::: Recorded data

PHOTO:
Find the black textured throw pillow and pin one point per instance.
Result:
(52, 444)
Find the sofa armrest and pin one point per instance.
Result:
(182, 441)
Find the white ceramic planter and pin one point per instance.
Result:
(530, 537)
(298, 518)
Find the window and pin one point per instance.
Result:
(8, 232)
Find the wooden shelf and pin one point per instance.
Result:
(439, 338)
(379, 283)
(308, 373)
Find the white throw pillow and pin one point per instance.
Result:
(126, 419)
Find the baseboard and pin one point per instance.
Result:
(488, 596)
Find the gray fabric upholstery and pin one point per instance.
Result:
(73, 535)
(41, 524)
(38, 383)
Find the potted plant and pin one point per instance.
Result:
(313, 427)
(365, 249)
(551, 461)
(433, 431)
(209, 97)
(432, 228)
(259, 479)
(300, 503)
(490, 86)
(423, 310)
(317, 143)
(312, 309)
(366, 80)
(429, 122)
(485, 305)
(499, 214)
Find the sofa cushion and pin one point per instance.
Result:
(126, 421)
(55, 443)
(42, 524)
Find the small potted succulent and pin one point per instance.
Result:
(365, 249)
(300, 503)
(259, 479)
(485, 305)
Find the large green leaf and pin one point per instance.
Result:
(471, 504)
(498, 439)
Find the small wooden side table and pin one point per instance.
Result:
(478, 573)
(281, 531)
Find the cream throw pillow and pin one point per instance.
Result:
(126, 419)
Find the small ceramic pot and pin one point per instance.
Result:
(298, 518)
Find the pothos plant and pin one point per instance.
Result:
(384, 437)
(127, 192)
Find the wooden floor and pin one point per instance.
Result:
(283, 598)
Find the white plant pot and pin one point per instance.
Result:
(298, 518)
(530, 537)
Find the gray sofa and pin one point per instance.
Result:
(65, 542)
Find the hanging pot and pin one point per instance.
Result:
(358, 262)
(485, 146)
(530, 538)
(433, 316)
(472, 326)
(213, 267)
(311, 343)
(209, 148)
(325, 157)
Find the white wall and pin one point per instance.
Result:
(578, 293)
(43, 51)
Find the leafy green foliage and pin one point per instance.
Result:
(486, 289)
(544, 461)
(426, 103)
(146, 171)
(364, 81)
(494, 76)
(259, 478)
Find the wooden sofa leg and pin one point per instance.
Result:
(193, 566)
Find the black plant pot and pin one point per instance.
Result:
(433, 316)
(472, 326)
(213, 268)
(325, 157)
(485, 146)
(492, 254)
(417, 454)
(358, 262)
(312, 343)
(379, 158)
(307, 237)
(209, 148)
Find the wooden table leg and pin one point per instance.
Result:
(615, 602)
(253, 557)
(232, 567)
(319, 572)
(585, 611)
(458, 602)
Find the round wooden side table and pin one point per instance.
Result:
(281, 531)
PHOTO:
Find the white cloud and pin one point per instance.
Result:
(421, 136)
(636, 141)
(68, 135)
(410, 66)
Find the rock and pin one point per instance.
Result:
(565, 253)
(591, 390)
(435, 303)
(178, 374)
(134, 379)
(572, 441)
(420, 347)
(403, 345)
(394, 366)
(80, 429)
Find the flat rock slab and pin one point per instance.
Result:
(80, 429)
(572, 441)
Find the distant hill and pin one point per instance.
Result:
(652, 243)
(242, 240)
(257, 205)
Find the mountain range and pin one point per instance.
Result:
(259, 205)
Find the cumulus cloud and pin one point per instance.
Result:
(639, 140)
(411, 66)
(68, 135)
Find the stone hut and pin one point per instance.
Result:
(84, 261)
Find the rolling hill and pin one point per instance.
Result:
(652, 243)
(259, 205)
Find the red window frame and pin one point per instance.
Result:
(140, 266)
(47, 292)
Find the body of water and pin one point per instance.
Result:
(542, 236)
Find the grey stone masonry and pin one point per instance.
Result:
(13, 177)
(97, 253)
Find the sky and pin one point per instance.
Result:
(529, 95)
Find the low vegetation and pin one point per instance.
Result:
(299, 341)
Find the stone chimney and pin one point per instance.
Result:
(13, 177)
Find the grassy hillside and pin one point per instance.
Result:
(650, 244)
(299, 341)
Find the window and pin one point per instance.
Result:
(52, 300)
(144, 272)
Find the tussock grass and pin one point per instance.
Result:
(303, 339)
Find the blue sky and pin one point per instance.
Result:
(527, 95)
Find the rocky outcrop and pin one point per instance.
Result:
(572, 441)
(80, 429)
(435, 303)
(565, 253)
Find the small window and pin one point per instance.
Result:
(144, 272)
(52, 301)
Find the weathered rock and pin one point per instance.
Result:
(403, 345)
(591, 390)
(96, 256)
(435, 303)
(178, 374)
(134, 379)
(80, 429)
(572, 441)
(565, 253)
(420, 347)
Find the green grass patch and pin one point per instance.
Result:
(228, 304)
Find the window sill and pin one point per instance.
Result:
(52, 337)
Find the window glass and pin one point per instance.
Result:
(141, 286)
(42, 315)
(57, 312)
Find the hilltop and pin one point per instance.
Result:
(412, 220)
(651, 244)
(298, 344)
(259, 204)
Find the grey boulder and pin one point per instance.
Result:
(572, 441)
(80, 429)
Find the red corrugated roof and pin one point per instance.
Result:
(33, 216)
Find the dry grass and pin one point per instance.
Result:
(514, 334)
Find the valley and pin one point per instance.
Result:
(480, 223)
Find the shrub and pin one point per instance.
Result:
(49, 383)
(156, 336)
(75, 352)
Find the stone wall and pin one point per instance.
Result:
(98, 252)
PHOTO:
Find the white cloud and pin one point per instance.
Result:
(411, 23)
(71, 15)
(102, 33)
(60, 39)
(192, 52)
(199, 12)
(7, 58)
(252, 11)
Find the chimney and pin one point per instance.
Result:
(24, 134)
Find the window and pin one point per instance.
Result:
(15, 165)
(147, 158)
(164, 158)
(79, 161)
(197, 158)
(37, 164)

::::::

## Directions:
Return all of the entries exactly as written.

## Result of this task:
PHOTO:
Find the black textured throw pillow and pin one point per instance.
Result:
(52, 444)
Find the sofa armrest and pin one point per instance.
Result:
(182, 441)
Find the white ceramic planter and pin one point per instance.
Result:
(530, 537)
(298, 518)
Find the window and pin one point per instance.
Result:
(8, 232)
Find the wooden shelf and pin one point per instance.
Result:
(439, 338)
(379, 283)
(308, 373)
Find the white throw pillow and pin one point per instance.
Result:
(126, 419)
Find the baseboard and pin one point per instance.
Result:
(488, 596)
Find the gray fabric upholstery and pin one point per instance.
Result:
(73, 535)
(41, 524)
(38, 383)
Find the potted plant and pin one point per instance.
Result:
(313, 427)
(365, 249)
(551, 461)
(433, 431)
(209, 97)
(432, 228)
(259, 479)
(300, 503)
(490, 86)
(423, 310)
(317, 143)
(312, 309)
(366, 80)
(429, 122)
(485, 305)
(499, 214)
Find the sofa cushion and pin one point per instance.
Result:
(126, 421)
(55, 443)
(42, 524)
Find the small potted succulent and pin one point per instance.
Result:
(365, 249)
(300, 503)
(259, 479)
(485, 305)
Find the large green leaf and pin one point per instance.
Result:
(471, 504)
(498, 439)
Find the small wooden side table and pin one point per instance.
Result:
(478, 573)
(281, 531)
Find the cream throw pillow and pin one point per instance.
Result:
(126, 419)
Find the small ceramic pot and pin one point per instance.
Result:
(298, 518)
Find the pothos plant and pin one point per instance.
Result:
(384, 437)
(127, 192)
Find the wooden floor and pin one point per instance.
Result:
(283, 598)
Find the white plant pot and pin one point per instance.
Result:
(298, 518)
(530, 537)
Find the gray sofa and pin one point per instance.
Result:
(65, 542)
Find the hanging pot and pin one point per instance.
Result:
(358, 262)
(485, 146)
(530, 538)
(433, 316)
(472, 326)
(213, 267)
(311, 343)
(209, 148)
(325, 157)
Find the white wall and pin one point per instance.
Result:
(578, 293)
(43, 51)
Find the leafy green foliage and pin one point per instance.
Result:
(486, 289)
(544, 461)
(426, 103)
(146, 171)
(364, 81)
(494, 76)
(259, 478)
Find the wooden sofa leg and pin one point per instance.
Result:
(193, 566)
Find the black plant pot and pin one point per instance.
Result:
(433, 316)
(472, 326)
(213, 268)
(325, 157)
(485, 146)
(492, 254)
(417, 454)
(358, 262)
(312, 343)
(379, 158)
(307, 237)
(209, 148)
Find the wooden table leg and pin one point per instance.
Result:
(615, 602)
(253, 557)
(232, 567)
(319, 572)
(585, 611)
(458, 602)
Find the round wooden side table and pin one point per instance.
Result:
(281, 531)
PHOTO:
Find the white cloud and pin one point per instance.
Result:
(421, 136)
(636, 141)
(68, 135)
(410, 66)
Find the rock and pin one point per instance.
Result:
(565, 253)
(591, 390)
(435, 303)
(178, 374)
(134, 379)
(572, 441)
(420, 347)
(403, 345)
(394, 366)
(80, 429)
Find the flat rock slab and pin one point per instance.
Result:
(80, 429)
(572, 441)
Find the distant hill and pin one point per instance.
Result:
(652, 243)
(242, 240)
(257, 205)
Find the mountain range and pin one point per instance.
Result:
(259, 205)
Find the cumulus cloud and pin one point per instance.
Result:
(639, 140)
(411, 66)
(68, 135)
Find the stone hut and pin one point per instance.
Result:
(84, 261)
Find the rolling hill and pin one point per instance.
Result:
(652, 243)
(259, 205)
Find the red window frame and pin one point per instance.
Result:
(140, 266)
(47, 292)
Find the body of water and pin one point per instance.
Result:
(542, 236)
Find the grey stone masonry and pin one point per instance.
Result:
(13, 177)
(97, 253)
Find the sky and pin one point per instance.
Result:
(529, 95)
Find the low vegetation and pin one point per instance.
Result:
(299, 341)
Find the stone chimney and pin one point per instance.
Result:
(13, 177)
Find the grassy hillside and pin one point per instance.
Result:
(650, 244)
(299, 341)
Find the window and pin one point per instance.
Result:
(52, 300)
(144, 272)
Find the tussock grass and pin one point per instance.
Result:
(303, 339)
Find the blue sky and pin one point per instance.
Result:
(527, 95)
Find the rocky outcrop and pin one point per instance.
Result:
(572, 441)
(80, 429)
(435, 303)
(565, 253)
Find the small window and pin one point per instance.
Result:
(144, 272)
(52, 301)
Find the weathered rock and pin one point per instance.
Result:
(403, 345)
(591, 390)
(96, 256)
(435, 303)
(178, 374)
(134, 379)
(80, 429)
(572, 441)
(565, 253)
(420, 347)
Find the green grass patch and pin one point per instance.
Result:
(228, 304)
Find the window sill and pin one point per instance.
Result:
(52, 337)
Find the window glass and pin one point per instance.
Result:
(141, 286)
(42, 315)
(57, 312)
Find the hilltop and pin one point per instance.
Result:
(412, 220)
(651, 244)
(298, 344)
(259, 204)
Find the grey boulder and pin one point per instance.
Result:
(572, 441)
(80, 429)
Find the red corrugated roof and pin one point per instance.
Result:
(33, 216)
Find the dry grass and pin one point per instance.
Result:
(514, 334)
Find the valley and pin one point per instance.
Result:
(480, 223)
Find the shrub and pin one point per instance.
Result:
(49, 383)
(156, 336)
(75, 352)
Find the stone wall and pin one point per instance.
Result:
(98, 252)
PHOTO:
Find the white cloud and pin one point per instance.
Result:
(411, 23)
(71, 15)
(102, 33)
(60, 39)
(192, 52)
(199, 12)
(7, 58)
(252, 11)
Find the chimney and pin one point per instance.
Result:
(24, 134)
Find the window and pin one point per instance.
Result:
(15, 165)
(147, 158)
(164, 158)
(79, 161)
(197, 158)
(37, 164)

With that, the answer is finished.